__Action item__:
The answer must be every line of the records in which the string "window" appears.

● ● ● ● ● ● ●

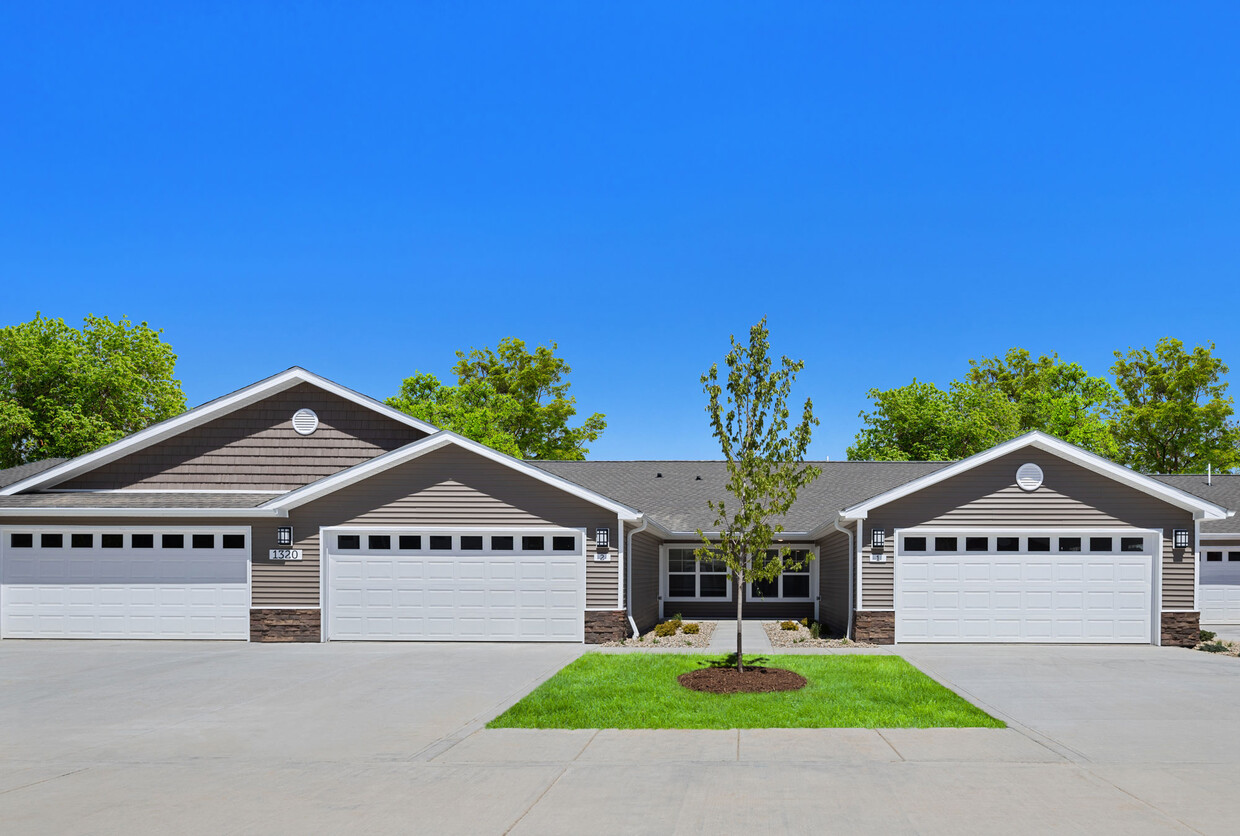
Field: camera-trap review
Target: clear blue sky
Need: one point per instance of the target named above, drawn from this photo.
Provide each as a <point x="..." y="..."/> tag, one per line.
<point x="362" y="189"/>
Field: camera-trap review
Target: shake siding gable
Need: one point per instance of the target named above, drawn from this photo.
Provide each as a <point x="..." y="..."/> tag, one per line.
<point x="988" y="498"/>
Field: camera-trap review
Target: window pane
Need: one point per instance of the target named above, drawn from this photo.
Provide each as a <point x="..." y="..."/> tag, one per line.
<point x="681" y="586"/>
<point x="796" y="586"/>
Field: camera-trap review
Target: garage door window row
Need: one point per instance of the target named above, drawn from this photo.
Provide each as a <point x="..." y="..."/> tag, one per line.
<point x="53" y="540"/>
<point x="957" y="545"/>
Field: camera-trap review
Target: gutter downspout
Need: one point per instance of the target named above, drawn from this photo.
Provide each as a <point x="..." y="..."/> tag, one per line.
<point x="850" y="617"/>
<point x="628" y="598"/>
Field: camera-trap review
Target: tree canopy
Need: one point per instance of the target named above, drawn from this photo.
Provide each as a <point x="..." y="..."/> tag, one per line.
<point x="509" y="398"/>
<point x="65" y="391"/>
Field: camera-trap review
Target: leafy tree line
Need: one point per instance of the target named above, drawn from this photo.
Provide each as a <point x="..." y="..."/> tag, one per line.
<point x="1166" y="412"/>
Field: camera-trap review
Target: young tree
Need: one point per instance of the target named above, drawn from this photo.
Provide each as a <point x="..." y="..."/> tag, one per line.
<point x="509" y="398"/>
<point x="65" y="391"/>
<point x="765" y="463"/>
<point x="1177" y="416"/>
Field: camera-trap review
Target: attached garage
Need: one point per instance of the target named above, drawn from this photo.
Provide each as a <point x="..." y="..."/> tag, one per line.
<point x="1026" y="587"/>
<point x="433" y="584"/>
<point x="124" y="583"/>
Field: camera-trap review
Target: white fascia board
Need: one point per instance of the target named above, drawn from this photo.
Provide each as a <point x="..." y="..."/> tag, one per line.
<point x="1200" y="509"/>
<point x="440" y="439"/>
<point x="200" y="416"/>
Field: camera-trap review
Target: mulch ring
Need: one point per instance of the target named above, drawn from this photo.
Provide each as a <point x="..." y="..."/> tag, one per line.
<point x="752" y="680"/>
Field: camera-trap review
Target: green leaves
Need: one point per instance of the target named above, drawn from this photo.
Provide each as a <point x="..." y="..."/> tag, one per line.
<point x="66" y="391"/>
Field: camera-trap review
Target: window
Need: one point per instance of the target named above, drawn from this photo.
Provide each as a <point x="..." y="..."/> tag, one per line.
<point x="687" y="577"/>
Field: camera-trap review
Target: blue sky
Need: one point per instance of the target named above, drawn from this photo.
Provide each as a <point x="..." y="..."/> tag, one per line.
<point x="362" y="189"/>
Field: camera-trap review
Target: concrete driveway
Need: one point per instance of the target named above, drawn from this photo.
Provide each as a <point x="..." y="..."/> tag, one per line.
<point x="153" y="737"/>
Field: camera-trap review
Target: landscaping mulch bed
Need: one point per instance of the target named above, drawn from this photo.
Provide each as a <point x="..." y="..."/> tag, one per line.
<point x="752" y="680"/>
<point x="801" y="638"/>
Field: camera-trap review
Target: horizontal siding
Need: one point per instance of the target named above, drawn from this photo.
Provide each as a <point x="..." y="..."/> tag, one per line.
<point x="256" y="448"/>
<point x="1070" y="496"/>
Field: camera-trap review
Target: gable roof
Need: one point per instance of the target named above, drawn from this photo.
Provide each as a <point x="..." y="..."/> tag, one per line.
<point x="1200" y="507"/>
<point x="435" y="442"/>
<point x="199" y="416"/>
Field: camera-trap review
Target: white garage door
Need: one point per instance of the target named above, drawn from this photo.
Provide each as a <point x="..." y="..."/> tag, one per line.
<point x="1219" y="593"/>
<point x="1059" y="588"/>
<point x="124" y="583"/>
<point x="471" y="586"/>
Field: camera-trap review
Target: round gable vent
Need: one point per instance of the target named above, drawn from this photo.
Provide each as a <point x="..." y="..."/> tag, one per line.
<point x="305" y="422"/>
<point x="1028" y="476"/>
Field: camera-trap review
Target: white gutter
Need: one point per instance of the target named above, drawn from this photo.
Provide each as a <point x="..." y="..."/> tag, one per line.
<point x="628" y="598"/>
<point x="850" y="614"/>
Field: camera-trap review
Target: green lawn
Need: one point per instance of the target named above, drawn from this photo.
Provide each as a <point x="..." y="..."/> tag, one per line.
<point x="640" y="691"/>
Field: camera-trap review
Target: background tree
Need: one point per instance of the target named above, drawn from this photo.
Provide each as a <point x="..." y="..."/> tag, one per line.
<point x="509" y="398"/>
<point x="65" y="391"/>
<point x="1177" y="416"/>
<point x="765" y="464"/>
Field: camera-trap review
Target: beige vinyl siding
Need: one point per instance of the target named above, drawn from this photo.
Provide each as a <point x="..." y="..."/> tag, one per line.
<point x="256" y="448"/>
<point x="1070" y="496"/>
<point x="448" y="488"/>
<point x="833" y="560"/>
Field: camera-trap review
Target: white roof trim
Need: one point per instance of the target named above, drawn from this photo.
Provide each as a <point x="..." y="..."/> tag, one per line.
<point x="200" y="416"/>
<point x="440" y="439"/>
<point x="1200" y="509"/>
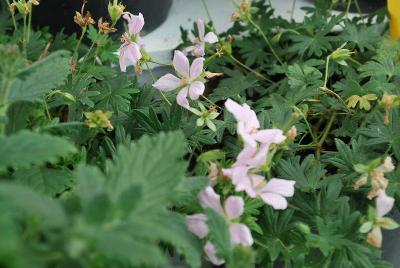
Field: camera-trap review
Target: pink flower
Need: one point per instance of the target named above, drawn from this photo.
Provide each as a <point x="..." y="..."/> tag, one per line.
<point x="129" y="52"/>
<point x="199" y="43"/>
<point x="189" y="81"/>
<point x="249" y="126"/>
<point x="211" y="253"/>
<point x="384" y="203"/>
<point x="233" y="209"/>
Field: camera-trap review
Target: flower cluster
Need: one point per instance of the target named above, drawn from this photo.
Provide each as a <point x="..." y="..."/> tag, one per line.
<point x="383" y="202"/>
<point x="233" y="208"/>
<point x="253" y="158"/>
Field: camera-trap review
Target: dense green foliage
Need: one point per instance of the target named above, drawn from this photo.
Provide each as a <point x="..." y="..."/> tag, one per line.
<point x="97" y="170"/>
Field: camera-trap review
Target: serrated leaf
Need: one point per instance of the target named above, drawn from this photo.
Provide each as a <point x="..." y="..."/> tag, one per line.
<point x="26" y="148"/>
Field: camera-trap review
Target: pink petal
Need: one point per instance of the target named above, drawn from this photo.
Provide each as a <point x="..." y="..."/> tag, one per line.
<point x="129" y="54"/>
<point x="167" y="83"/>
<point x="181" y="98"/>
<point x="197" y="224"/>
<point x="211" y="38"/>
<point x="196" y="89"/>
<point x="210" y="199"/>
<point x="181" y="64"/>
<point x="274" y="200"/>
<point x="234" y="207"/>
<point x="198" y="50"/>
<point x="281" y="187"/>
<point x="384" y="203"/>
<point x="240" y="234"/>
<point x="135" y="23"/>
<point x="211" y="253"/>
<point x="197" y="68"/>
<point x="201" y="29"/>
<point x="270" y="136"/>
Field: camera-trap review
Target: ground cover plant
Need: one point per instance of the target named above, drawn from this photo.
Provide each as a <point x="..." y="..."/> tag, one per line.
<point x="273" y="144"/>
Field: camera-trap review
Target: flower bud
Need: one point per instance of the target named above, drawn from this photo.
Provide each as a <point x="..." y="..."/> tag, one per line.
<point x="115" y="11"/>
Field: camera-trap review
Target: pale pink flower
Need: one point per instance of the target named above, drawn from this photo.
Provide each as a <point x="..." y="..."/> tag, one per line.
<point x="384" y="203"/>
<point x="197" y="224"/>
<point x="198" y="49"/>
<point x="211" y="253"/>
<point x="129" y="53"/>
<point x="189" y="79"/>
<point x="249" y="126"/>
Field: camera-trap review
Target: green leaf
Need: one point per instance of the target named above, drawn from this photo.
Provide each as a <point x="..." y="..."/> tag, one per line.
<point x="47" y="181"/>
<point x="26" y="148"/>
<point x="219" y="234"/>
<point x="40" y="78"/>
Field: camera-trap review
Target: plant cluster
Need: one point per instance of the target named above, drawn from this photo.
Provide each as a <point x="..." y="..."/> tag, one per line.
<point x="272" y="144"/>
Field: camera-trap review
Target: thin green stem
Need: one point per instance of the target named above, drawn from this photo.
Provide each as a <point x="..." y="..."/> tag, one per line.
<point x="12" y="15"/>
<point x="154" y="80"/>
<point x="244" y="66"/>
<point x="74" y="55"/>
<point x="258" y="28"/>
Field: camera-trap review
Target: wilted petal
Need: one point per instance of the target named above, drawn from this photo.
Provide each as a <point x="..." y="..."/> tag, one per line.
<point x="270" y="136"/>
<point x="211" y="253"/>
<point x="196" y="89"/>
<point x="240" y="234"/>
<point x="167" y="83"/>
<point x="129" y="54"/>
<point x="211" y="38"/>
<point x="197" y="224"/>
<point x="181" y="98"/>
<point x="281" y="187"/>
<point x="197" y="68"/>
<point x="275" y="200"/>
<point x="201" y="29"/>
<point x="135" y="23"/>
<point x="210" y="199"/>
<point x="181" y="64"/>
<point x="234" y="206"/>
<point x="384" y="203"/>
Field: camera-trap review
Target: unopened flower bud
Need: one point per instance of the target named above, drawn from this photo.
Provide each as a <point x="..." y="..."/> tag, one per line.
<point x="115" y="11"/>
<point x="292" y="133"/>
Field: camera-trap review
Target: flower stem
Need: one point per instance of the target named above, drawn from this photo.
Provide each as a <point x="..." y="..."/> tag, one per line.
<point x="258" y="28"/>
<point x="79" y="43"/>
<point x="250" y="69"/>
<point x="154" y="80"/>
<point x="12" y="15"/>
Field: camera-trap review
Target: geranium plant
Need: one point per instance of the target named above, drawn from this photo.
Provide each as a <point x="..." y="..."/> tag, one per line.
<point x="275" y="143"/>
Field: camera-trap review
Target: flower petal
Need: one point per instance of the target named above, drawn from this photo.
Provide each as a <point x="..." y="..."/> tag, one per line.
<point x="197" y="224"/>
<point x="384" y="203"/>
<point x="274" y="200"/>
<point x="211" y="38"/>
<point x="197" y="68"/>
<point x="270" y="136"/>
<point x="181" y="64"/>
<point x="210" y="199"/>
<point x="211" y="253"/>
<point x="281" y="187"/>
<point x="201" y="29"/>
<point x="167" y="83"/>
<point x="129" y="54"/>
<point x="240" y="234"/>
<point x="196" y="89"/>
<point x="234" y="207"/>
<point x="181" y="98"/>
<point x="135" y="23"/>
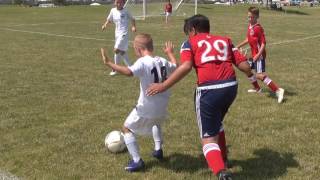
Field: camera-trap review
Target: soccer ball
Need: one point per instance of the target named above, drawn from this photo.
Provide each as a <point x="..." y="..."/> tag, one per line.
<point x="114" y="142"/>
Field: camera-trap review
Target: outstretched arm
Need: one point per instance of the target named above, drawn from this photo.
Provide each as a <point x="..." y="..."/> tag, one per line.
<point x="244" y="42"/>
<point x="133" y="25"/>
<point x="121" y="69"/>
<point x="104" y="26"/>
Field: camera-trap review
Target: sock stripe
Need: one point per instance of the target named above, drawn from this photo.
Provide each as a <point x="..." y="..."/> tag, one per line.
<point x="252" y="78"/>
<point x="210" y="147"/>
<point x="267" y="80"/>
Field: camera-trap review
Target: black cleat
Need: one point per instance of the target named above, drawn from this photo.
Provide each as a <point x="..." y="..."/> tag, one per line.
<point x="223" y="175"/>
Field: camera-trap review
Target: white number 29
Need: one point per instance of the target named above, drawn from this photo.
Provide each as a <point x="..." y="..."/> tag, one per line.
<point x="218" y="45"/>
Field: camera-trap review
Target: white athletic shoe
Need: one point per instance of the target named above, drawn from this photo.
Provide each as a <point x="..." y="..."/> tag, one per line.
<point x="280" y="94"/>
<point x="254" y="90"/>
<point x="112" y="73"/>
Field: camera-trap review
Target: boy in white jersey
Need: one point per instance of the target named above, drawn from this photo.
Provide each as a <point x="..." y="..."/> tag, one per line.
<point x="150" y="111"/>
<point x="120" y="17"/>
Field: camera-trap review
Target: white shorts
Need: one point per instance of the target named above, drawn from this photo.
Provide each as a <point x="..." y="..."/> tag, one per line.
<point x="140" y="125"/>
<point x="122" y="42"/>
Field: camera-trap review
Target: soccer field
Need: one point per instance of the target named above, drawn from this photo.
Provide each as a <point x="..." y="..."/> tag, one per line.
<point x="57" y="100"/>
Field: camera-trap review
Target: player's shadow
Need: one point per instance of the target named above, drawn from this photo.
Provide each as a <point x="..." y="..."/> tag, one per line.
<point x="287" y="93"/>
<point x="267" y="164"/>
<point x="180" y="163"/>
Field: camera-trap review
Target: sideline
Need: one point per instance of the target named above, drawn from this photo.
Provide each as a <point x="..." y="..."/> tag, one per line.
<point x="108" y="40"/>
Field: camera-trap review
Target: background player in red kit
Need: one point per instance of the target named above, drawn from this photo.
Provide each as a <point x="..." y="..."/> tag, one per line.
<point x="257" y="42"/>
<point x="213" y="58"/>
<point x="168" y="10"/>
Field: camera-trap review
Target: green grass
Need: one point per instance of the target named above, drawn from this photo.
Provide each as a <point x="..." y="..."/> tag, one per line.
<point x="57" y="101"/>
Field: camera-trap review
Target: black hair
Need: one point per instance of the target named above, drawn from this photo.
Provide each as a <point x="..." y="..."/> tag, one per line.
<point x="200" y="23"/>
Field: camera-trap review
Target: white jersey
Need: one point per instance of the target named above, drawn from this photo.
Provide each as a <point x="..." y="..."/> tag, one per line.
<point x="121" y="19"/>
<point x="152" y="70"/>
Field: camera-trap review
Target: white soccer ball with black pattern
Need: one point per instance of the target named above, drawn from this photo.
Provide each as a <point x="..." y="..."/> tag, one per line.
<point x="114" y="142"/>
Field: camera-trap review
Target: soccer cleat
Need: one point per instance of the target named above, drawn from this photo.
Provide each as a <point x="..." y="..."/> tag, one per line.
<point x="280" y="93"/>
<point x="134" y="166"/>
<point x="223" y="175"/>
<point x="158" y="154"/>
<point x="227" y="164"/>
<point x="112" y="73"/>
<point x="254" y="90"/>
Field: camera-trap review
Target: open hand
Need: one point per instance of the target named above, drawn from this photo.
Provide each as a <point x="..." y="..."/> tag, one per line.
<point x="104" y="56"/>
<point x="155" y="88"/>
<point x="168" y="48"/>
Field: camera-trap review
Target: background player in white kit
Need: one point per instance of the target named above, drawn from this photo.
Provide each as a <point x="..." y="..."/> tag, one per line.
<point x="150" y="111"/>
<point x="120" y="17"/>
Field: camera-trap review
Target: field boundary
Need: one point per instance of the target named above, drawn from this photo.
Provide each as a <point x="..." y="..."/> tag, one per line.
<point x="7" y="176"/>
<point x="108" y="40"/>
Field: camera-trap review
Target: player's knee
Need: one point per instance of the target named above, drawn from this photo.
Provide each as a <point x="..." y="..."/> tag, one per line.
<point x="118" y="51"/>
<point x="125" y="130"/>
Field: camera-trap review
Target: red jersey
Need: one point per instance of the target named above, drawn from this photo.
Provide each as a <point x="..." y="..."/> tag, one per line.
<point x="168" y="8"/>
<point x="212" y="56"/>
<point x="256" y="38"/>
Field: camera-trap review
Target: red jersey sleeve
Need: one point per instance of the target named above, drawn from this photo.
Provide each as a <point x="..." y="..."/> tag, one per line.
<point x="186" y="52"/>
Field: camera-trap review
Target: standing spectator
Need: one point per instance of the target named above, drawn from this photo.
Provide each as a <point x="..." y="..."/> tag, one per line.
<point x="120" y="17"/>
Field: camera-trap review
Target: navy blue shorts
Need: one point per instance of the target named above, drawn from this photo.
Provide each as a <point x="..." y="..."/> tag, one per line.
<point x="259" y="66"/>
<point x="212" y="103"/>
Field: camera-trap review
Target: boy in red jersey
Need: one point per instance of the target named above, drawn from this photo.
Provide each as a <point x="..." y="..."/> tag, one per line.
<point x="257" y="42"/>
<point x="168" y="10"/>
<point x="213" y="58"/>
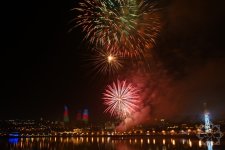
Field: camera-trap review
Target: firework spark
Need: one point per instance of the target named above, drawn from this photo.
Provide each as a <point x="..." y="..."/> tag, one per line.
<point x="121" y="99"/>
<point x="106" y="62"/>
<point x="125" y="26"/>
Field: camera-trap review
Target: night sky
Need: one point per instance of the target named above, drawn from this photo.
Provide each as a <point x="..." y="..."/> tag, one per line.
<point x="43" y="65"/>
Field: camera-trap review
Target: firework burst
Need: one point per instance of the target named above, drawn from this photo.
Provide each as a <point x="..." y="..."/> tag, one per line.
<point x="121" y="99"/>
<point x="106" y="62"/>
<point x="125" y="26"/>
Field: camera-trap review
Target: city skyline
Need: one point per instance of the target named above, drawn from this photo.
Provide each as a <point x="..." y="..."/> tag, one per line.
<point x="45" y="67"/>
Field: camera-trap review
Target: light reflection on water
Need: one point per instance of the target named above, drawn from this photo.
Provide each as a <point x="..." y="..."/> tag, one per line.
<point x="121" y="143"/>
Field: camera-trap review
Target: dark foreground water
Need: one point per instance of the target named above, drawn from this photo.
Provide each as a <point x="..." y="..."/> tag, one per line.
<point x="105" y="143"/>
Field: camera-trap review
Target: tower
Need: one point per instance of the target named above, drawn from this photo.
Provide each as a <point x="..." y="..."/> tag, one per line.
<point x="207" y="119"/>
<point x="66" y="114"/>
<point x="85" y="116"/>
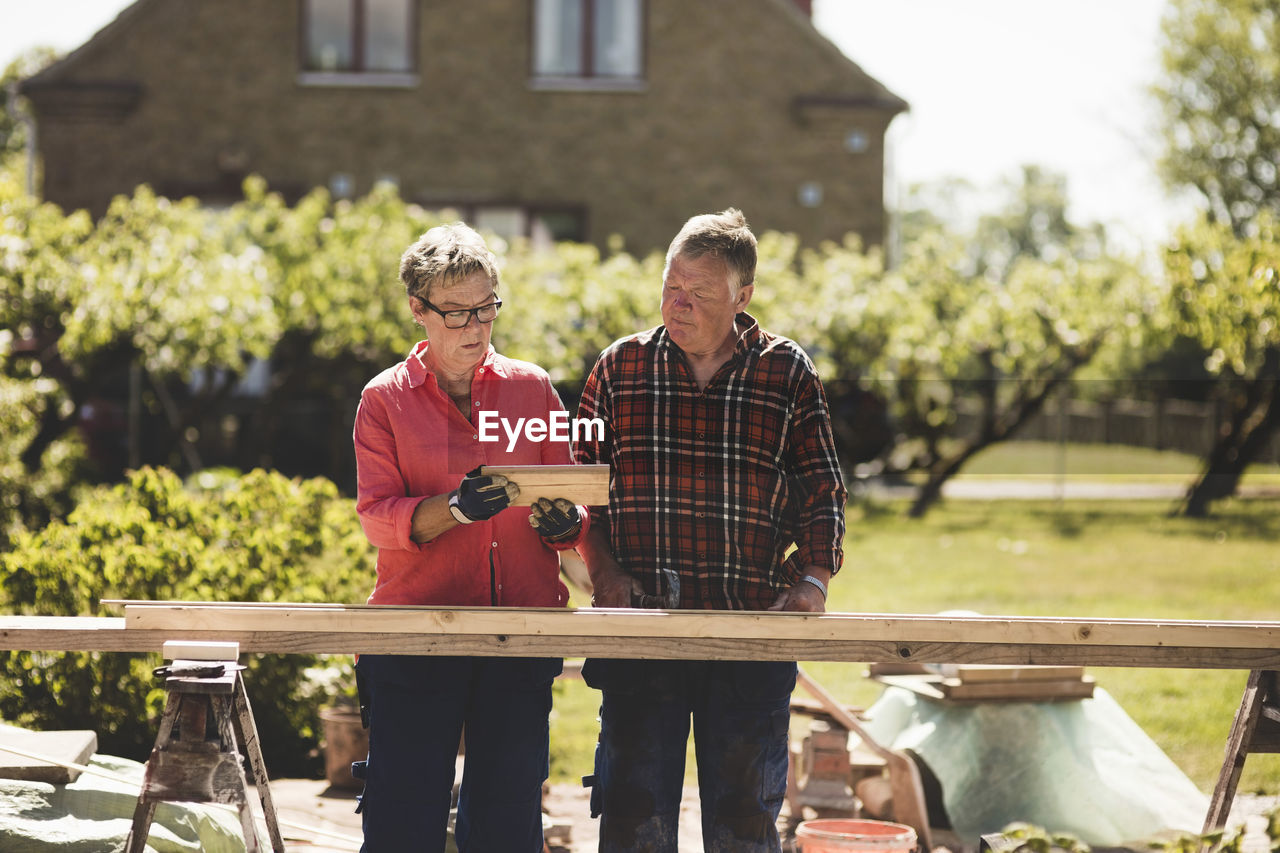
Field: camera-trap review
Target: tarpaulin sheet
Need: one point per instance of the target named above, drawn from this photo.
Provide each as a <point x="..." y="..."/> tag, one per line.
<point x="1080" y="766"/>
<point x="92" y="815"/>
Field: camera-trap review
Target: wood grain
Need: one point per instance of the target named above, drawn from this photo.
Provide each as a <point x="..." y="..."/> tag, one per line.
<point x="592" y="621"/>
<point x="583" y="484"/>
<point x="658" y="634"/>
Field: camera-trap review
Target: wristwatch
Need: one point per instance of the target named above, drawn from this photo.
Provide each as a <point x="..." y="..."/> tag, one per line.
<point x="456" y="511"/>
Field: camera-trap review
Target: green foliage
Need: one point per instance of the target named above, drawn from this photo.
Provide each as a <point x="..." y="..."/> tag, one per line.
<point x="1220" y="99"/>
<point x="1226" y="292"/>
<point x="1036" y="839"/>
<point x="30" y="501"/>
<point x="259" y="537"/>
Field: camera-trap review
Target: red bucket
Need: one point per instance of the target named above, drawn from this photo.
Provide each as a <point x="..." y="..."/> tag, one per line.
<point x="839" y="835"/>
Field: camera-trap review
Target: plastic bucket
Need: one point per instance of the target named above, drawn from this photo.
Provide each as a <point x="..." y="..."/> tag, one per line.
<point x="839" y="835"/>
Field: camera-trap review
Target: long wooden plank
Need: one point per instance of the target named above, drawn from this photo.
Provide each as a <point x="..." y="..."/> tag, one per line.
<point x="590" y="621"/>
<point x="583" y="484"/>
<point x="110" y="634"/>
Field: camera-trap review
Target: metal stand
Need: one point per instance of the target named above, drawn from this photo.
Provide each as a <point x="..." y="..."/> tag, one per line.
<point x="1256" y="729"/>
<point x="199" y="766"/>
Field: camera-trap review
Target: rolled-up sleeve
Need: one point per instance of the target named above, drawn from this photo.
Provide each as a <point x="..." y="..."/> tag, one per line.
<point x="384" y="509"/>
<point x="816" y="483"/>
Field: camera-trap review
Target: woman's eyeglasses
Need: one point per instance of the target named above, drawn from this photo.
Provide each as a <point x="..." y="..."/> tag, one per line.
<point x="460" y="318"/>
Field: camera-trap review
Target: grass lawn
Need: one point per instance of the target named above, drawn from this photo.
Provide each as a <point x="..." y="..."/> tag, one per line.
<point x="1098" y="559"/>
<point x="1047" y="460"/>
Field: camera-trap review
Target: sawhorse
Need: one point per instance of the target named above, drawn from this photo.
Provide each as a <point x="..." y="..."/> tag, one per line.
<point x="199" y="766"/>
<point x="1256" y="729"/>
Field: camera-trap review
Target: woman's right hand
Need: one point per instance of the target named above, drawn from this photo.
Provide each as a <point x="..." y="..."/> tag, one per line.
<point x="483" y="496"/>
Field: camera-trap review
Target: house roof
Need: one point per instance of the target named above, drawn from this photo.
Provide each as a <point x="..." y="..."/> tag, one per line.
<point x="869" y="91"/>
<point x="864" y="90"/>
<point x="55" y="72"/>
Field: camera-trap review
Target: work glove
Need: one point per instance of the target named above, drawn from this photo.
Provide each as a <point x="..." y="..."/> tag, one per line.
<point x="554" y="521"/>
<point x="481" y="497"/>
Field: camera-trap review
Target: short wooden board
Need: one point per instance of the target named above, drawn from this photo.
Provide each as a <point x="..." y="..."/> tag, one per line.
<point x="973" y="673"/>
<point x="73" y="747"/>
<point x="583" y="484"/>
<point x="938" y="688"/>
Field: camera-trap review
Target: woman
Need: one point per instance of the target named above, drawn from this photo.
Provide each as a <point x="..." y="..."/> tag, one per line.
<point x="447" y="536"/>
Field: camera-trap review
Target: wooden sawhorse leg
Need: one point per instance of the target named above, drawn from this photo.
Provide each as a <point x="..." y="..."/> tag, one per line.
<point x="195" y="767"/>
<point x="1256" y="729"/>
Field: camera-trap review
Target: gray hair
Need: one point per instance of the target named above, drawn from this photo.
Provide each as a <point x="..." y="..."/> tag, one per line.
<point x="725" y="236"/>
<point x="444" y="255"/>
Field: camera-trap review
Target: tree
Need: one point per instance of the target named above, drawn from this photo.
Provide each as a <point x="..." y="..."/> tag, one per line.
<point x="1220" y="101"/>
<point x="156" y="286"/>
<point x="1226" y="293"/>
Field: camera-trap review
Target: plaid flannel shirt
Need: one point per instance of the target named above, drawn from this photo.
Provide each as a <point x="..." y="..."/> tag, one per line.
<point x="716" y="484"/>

● ● ● ● ● ● ●

__Answer section__:
Target: window pane
Target: garage door window row
Target: window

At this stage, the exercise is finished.